> **Document extract**
Subscribe
Accepted Solution

Performance Diagnosis in Performance Advisor didn't show failed disk

Performed following testing for "Diagnosis" option of the Performance advisor and find out that manually failed disk didn't appear on diagnosis.

Manually failed the disk on the filer to degrade the performance of filer. Started coping data on the volume for which the disk was part. Latency increased considerably. Then performed PA diagnosis on the filer for the time during which disk was failed and data was copied. Diagnosis didn't show failed disk or reconstructing disk??

stx601na08> disk fail 0b.29

*** You are about to prefail the following file system disk, ***

*** which will eventually result in it being failed ***

  Disk /test_aggr1/plex0/rg0/0b.29

      RAID Disk Device  HA  SHELF BAY CHAN Pool Type  RPM  Used (MB/blks)    Phys (MB/blks)

      --------- ------  ------------- ---- ---- ---- ----- --------------    --------------

      data      0b.29   0b    1   13  FC:B   -  ATA   7200 423111/866531584  423889/868126304

***

Really prefail disk 0b.29? y

disk fail: The following disk was prefailed: 0b.29

Disk 0b.29 has been prefailed.  Its contents will be copied to a

replacement disk, and the prefailed disk will be failed out.

stx601na08> sysconfig -r

Aggregate test_aggr1 (online, raid4) (block checksums)

  Plex /test_aggr1/plex0 (online, normal, active)

    RAID group /test_aggr1/plex0/rg0 (normal)

      RAID Disk Device  HA  SHELF BAY CHAN Pool Type  RPM  Used (MB/blks)    Phys (MB/blks)

      --------- ------  ------------- ---- ---- ---- ----- --------------    --------------

      parity    0a.29   0a    1   13  FC:A   -  ATA   7200 423111/866531584  423889/868126304

      data      0b.29   0b    1   13  FC:B   -  ATA   7200 423111/866531584  423889/868126304 (prefail, copy in progress)

      -> copy   0c.112  0c    7   0   FC:B   -  ATA   7200 423111/866531584  635858/1302238304 (copy 0% completed)

Re: Performance Diagnosis in Performance Advisor didn't show failed disk

Please note that 'Performance Diagnosis' is performed/verified against the last available configuration with the DFM.

The rule 'Disk Reconstruction in Progress' depends/uses the configuration of the disks in the raid group.

The raid configuration is updated when the diskmon runs (every 4 hrs by default). Hence you would not have got the appropriate error message as the diagnosis is not performed with the latest configuration.

It is recommended that DFM server be set as the SNMP trap reciever. Please note that storage system generates 'disk:failed' trap which when DFM server recieves shall invoke the diskmon. diskmon updates the (raid) configuration.

Re: Performance Diagnosis in Performance Advisor didn't show failed disk

The disk monitor running as part of Operations Manager generates the

disk failed event and the disk monitoring interval is 4 hours by default.

> **Activities**
a. Reproduce the passage from the Performance Advisor failed-disk thread starting at "disk fail: The" and ending at "raid4) (block checksums)".
b. Pick up the thread about Performance Advisor missing the failed disk after its final line, and write the next portion.

> **Data section**

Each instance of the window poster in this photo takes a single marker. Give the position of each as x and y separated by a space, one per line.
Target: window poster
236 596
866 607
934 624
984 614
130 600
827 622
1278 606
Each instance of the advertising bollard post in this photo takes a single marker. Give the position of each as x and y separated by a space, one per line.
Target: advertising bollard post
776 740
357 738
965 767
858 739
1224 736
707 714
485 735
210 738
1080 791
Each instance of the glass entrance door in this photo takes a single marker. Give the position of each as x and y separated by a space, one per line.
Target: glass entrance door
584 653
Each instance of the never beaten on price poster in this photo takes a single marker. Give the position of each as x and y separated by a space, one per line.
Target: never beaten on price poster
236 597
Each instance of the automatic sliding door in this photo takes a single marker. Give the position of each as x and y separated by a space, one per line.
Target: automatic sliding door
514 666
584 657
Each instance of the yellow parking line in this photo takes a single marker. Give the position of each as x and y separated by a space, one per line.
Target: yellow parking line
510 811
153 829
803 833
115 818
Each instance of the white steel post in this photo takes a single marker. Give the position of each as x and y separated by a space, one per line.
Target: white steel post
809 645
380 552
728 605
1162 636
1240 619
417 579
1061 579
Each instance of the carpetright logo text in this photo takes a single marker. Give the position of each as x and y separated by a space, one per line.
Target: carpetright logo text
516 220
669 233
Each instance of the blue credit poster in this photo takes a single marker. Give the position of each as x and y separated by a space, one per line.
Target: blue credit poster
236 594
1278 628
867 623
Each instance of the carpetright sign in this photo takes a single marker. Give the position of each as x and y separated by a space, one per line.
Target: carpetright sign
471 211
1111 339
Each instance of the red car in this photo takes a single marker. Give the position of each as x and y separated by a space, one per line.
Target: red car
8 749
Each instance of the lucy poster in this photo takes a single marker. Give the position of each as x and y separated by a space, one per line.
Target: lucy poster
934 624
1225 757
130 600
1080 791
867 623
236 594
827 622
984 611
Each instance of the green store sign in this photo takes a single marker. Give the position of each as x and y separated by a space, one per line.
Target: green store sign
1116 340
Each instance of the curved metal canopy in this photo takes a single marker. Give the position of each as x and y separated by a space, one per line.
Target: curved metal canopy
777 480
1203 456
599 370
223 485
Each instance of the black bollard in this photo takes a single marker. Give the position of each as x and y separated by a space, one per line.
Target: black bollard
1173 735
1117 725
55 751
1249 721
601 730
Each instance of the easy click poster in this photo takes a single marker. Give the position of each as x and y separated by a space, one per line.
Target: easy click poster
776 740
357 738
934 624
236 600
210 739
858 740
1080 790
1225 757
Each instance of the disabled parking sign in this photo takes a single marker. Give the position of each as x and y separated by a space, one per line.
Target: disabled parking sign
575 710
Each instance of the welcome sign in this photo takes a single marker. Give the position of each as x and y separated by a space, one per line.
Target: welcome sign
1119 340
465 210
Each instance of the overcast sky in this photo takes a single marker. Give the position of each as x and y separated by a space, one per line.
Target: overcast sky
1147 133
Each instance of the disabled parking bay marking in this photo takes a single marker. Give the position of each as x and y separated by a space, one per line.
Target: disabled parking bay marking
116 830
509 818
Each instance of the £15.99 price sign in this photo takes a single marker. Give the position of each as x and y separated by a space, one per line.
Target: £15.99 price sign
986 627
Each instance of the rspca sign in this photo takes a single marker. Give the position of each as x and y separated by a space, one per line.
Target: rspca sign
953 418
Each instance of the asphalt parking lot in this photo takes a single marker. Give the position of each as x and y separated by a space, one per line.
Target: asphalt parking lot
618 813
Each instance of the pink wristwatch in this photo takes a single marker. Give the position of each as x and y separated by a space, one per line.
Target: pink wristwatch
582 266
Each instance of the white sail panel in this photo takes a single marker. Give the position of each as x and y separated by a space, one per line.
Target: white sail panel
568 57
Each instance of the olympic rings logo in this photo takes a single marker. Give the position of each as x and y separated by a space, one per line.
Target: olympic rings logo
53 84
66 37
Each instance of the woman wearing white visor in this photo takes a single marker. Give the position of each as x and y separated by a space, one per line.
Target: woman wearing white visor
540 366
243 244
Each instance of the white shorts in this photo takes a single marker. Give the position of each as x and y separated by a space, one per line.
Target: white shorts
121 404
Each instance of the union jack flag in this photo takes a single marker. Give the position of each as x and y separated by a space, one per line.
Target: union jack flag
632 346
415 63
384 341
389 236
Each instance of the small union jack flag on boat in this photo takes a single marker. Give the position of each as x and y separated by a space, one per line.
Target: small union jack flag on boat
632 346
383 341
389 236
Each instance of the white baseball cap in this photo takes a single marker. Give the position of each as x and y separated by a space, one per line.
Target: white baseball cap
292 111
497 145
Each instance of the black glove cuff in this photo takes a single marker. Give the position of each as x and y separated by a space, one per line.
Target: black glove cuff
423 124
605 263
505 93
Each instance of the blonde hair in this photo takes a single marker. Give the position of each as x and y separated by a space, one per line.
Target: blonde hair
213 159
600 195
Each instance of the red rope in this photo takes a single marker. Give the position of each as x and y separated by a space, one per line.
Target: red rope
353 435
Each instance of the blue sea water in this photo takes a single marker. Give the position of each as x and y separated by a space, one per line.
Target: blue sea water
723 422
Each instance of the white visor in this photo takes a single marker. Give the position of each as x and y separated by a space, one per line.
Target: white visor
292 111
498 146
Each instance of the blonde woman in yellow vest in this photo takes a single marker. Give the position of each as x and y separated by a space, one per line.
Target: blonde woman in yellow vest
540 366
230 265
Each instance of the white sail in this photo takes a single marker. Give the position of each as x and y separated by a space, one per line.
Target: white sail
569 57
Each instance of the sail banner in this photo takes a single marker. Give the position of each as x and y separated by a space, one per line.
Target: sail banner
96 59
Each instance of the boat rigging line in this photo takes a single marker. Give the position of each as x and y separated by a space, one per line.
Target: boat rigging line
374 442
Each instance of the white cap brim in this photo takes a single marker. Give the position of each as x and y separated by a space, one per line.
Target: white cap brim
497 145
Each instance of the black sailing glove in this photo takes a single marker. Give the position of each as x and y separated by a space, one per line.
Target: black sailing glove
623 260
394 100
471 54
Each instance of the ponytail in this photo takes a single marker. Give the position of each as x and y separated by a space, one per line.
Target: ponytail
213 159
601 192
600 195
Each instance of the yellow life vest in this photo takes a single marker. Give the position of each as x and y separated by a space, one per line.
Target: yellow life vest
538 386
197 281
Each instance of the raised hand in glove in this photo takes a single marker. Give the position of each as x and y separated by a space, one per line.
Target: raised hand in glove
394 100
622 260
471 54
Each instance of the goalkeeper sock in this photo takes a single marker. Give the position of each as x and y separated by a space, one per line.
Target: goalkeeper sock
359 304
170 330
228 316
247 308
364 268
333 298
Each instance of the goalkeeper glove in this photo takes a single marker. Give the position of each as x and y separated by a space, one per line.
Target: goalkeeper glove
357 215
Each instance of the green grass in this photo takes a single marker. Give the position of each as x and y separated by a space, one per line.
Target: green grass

> **Answers by item number**
a.
disk fail: The following disk was prefailed: 0b.29

Disk 0b.29 has been prefailed.  Its contents will be copied to a

replacement disk, and the prefailed disk will be failed out.

stx601na08> sysconfig -r

Aggregate test_aggr1 (online, raid4) (block checksums)

b.
Looks like the disk monitor did not run in your case and hence the

Operations Manager did not generate the disk failed event and thats why

PA diagnosis did not show this event.

You can forcefully run the disk monitor (and all other monitors) on your

filer with the following command:

dfm host discover <host-name-or-id>

and then see if the disk failed event gets generated by Operations

Manager and shows up in PA too.

Regards

Harish

Re: Performance Diagnosis in Performance Advisor didn't show failed disk

Hi Muhammad,

I suspect that the way you failed the disk does not trigger any events.

With "disk fail <disk>" you do not fail the disk in a way that causes a reconstruct.

As you can see from the command output, the disk is "pre-failed".

filer> disk fail 0a.18
*** You are about to prefail the following file system disk, ***
*** which will eventually result in it being failed ***
  Disk /aggr0/plex0/rg0/0a.18

      RAID Disk Device  HA  SHELF BAY CHAN Pool Type  RPM  Used (MB/blks)    Phys (MB/blks)
      --------- ------  ------------- ---- ---- ---- ----- --------------    --------------
      dparity   0a.18   0a    1   2   FC:A   -  FCAL 10000 136000/278528000  137422/281442144
***
Really prefail disk 0a.18?

In this sate ONTAP just tries to copy all readable data from this disk to a spare disk.

Also your output from sysconfig -r shows a copy operation, not a reconstruct.

If you really want to force a reconstruct of a raid group, use the command "disk fail -i <disk>".

This will fail the disk immedeately. No data copy is involved. The disk is completely reconstructed

onto a new spare disk.

Compare the following output to the one above carefully.

filer> disk fail -i 0a.18
*** You are about to fail the following file system disk ***
  Disk /aggr0/plex0/rg0/0a.18

      RAID Disk Device  HA  SHELF BAY CHAN Pool Type  RPM  Used (MB/blks)    Phys (MB/blks)
      --------- ------  ------------- ---- ---- ---- ----- --------------    --------------
      dparity   0a.18   0a    1   2   FC:A   -  FCAL 10000 136000/278528000  137422/281442144
***
Really fail disk 0a.18?

Now PerfAdvisor should show the reconstruct event.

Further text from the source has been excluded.